(EXCERPT PROVIDED begins)

How your ULIP premium is utilised

So with all of the different charges stated above, you can get a clear idea of the purpose of these extra costs and where your premiums are going. When it comes to how your premium is utilised when you invest in a ULIP, here's a rough sketch. When your premiums are paid towards a unit-linked insurance plan, the assumption is that part of it is invested in market instruments and the remainder in your life insurance policy.

This is not exactly true. Instead, the majority of your premium goes directly to the funds you have chosen to invest it in. You always have the option to switch between funds, provided you know of associated costs with this switching, to choose funds that give you the returns you are looking for. But what about the remainder of your ULIP premiums?

While the majority is invested directly into your funds, the remainder of your ULIP premiums goes into the costs stated above along with an added charge going toward your life insurance. These charges include the premium allocation cost, policy administration charges, fund management charges and other miscellaneous expenses. As specified above, some ULIP plans may also impose fund switching charges after a certain limit, partial withdrawal charges, and premature surrender charges. Ensure you are well aware of these costs at the time of investing.

Where does life insurance factor into ULIP premiums?

If your premiums are going toward market-linked funds and added costs, where do you get your life insurance from? The answer is within the added charges.

Usually, your life insurance premium is part of the added charges in your ULIP. It is just comparatively smaller than the amount of your premium that is invested in funds. Think of mortality charges; a charge associated with the life coverage that is provided to you from your policy. This is one of the ‘added costs' but is critical since it depends on your age, policy term, and the sum that was assured to you from your policy.

The insurance cover you are expected to get from your policy is likely ten times the gross annual amount of premiums you paid subject to the terms and conditions of your policy. In case the policyholder passes away prematurely, his/her nominees can receive the death benefit as detailed under the policy. Note that some insurers also offer unit-linked insurance plans that let you receive your mortality charges back at the time of maturity. This feature is known as the return of the mortality charge.


By investing in ULIPs, you can achieve your financial goals and enjoy a fulfilling life. These products are intended to give you the best of both worlds: the protection of a life cover along with the growth from market returns. Be mindful of all the costs associated with your plan when comparing policies.

(EXCERPT PROVIDED ends)
(DATA UNDER STUDY begins)

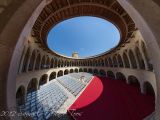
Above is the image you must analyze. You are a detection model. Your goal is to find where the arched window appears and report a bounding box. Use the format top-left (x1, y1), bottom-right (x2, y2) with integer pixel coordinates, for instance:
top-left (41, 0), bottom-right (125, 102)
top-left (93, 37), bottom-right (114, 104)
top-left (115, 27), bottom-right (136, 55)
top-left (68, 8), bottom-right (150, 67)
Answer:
top-left (143, 82), bottom-right (155, 98)
top-left (93, 69), bottom-right (99, 75)
top-left (129, 50), bottom-right (137, 68)
top-left (113, 56), bottom-right (118, 67)
top-left (50, 58), bottom-right (54, 68)
top-left (142, 42), bottom-right (153, 71)
top-left (105, 58), bottom-right (108, 67)
top-left (35, 54), bottom-right (41, 70)
top-left (123, 53), bottom-right (130, 68)
top-left (41, 55), bottom-right (46, 69)
top-left (128, 75), bottom-right (140, 89)
top-left (117, 55), bottom-right (123, 67)
top-left (54, 59), bottom-right (58, 68)
top-left (108, 58), bottom-right (113, 67)
top-left (46, 57), bottom-right (50, 69)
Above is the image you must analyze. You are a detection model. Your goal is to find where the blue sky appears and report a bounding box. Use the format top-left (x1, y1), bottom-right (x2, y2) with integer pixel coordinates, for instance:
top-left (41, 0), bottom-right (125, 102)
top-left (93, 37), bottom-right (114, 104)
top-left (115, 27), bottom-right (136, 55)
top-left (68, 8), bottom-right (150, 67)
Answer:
top-left (47, 16), bottom-right (120, 58)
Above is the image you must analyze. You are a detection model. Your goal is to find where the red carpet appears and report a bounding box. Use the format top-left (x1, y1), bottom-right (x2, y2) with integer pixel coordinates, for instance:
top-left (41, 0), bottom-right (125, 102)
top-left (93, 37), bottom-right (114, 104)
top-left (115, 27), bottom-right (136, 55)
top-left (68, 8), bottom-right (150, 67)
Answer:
top-left (68, 77), bottom-right (154, 120)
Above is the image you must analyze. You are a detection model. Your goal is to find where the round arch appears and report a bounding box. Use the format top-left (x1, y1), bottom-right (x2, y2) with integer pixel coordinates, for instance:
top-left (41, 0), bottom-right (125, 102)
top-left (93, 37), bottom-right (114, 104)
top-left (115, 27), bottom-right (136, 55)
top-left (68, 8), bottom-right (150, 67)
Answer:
top-left (1, 0), bottom-right (160, 118)
top-left (128, 50), bottom-right (137, 69)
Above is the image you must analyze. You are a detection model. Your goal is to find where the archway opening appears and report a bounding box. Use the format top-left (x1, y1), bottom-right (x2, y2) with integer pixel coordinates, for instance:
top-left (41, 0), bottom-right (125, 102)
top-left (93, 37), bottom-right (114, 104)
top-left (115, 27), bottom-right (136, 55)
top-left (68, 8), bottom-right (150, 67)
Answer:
top-left (128, 76), bottom-right (140, 89)
top-left (116, 72), bottom-right (126, 82)
top-left (70, 69), bottom-right (74, 73)
top-left (64, 70), bottom-right (69, 75)
top-left (93, 69), bottom-right (99, 75)
top-left (16, 86), bottom-right (25, 106)
top-left (49, 72), bottom-right (56, 81)
top-left (99, 70), bottom-right (106, 77)
top-left (143, 82), bottom-right (155, 98)
top-left (27, 78), bottom-right (38, 93)
top-left (39, 74), bottom-right (48, 87)
top-left (57, 70), bottom-right (63, 77)
top-left (107, 71), bottom-right (115, 79)
top-left (75, 68), bottom-right (78, 73)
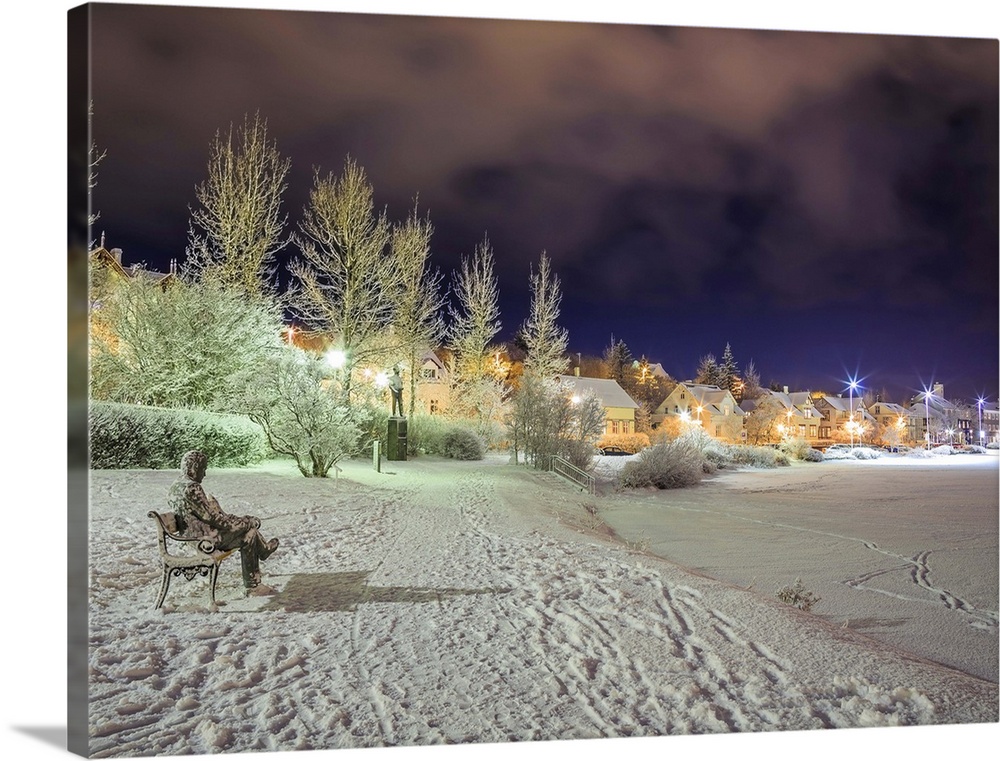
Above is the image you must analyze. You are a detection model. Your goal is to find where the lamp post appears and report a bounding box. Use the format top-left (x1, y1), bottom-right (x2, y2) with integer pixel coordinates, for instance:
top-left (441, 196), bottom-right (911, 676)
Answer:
top-left (848, 380), bottom-right (858, 449)
top-left (924, 388), bottom-right (931, 449)
top-left (976, 397), bottom-right (986, 446)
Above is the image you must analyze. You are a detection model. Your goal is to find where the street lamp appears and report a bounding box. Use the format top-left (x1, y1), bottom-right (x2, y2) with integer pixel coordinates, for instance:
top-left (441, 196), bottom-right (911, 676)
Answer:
top-left (848, 378), bottom-right (858, 449)
top-left (924, 387), bottom-right (931, 449)
top-left (976, 397), bottom-right (986, 446)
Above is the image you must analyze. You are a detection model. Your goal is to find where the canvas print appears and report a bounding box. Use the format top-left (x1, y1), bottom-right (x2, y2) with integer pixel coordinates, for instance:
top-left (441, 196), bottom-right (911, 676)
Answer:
top-left (69, 3), bottom-right (1000, 758)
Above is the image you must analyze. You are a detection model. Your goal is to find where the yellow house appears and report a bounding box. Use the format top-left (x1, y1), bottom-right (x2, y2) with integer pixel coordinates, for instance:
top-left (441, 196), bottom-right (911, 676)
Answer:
top-left (416, 351), bottom-right (451, 415)
top-left (556, 375), bottom-right (639, 433)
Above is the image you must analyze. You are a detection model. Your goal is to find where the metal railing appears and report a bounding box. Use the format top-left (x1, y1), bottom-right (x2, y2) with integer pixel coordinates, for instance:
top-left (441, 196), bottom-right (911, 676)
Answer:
top-left (549, 456), bottom-right (597, 494)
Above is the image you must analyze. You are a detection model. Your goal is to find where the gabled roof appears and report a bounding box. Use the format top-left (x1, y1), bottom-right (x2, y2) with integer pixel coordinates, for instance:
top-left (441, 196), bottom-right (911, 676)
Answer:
top-left (556, 375), bottom-right (639, 409)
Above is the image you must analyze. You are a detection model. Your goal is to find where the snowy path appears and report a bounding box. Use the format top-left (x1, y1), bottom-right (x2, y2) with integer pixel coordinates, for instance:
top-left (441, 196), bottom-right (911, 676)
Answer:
top-left (90, 459), bottom-right (998, 757)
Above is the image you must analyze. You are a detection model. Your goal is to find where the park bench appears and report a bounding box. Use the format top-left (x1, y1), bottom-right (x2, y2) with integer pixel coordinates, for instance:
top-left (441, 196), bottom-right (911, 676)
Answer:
top-left (149, 510), bottom-right (236, 608)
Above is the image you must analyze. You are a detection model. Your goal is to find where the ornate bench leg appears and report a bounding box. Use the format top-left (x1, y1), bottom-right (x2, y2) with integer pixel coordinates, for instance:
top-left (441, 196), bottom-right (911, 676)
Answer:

(DATA UNDER STUDY ends)

**INSTRUCTIONS FOR THE TASK**.
Rewrite the ULIP premium text between "While the majority" and "into ULIP premiums?", inclusive, changing "premium allocation cost" to "premium allocation charge".

**FINAL ANSWER**.
While the majority is invested directly into your funds, the remainder of your ULIP premiums goes into the costs stated above along with an added charge going toward your life insurance. These charges include the premium allocation charge, policy administration charges, fund management charges and other miscellaneous expenses. As specified above, some ULIP plans may also impose fund switching charges after a certain limit, partial withdrawal charges, and premature surrender charges. Ensure you are well aware of these costs at the time of investing.

Where does life insurance factor into ULIP premiums?